→ **課題一覧**:
1. 友人の孤独死についての文章のうち、「ウツの症状が出ており、外出する気にもならない状態だ。」から「彼には子供が3人いたが、その誰からも連絡が無かった。」までを一字一句変えずに返すこと。
2. 友人の孤独死についての文章で、かぎかっこ「」に囲まれている語句をすべて、出てくる順に挙げること。

→ **本文抜粋**:

========================================================================

戦友の死
朝早く電話で起こされた。
着信を見ると友人からだった。
ウツの症状が出ており、外出する気にもならない状態だ。
フランスででも心配していたのだが、かけ直してみた。
電話に出た声は若い男性だった。
「えっ」と思った矢先「◯警察の者ですが」と名乗られた。
「何で?」
「実は◯さんが自宅で亡くなっておられて〜」
ニュースでよくある孤独死ということだった。
彼には子供が3人いたが、その誰からも連絡が無かった。
というのは、ウツの症状が出ており、仕事もままならないので生活保護を受けていた。
それは私が勧めたものだ。
生活保護を申請すると、行政が身内を探し出し生活を援助するか否かを確認する。
つまり、行方を知らない身内に自分の居場所を知らせる事が出来るということだ。
もちろん、その身内が「知りません」といえばそれまでだが。

========================================================================

→ **データ抜粋**:
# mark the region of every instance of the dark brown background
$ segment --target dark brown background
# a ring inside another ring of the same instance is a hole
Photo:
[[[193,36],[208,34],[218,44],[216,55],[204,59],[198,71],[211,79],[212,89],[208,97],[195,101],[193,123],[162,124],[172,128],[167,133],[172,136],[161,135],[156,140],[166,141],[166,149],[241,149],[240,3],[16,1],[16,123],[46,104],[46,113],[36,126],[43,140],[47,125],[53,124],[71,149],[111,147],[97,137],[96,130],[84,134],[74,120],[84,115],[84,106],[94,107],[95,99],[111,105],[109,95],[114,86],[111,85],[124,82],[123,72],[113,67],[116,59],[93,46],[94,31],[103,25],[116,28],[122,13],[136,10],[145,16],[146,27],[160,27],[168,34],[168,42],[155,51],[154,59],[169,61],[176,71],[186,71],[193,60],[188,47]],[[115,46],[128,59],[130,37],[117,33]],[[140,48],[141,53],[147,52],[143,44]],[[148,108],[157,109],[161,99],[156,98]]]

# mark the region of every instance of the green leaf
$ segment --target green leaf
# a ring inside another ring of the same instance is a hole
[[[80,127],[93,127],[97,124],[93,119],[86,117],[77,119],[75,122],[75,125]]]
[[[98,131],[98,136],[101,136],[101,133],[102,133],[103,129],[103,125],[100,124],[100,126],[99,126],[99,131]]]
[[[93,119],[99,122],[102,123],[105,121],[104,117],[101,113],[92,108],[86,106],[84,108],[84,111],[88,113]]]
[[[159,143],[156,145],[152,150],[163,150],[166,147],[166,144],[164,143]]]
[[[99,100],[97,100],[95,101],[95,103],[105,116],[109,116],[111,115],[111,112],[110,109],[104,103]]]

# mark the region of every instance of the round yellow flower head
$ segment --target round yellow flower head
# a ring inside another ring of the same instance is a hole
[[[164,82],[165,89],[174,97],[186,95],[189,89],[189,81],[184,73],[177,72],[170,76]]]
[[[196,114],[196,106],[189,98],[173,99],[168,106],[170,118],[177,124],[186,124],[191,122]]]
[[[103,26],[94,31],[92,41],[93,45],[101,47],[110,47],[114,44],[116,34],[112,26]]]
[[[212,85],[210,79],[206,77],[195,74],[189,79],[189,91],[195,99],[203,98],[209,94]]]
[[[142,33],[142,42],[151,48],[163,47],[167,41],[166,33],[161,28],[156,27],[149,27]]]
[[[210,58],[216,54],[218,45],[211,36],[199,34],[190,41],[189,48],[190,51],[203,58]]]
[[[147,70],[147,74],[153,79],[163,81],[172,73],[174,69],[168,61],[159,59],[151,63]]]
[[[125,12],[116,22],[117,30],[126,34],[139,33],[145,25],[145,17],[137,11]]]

========================================================================

→ **解答全文**:
1.
ウツの症状が出ており、外出する気にもならない状態だ。
フランスででも心配していたのだが、かけ直してみた。
電話に出た声は若い男性だった。
「えっ」と思った矢先「◯警察の者ですが」と名乗られた。
「何で?」
「実は◯さんが自宅で亡くなっておられて〜」
ニュースでよくある孤独死ということだった。
彼には子供が3人いたが、その誰からも連絡が無かった。

2.
- えっ
- ◯警察の者ですが
- 何で?
- 実は◯さんが自宅で亡くなっておられて〜
- 知りません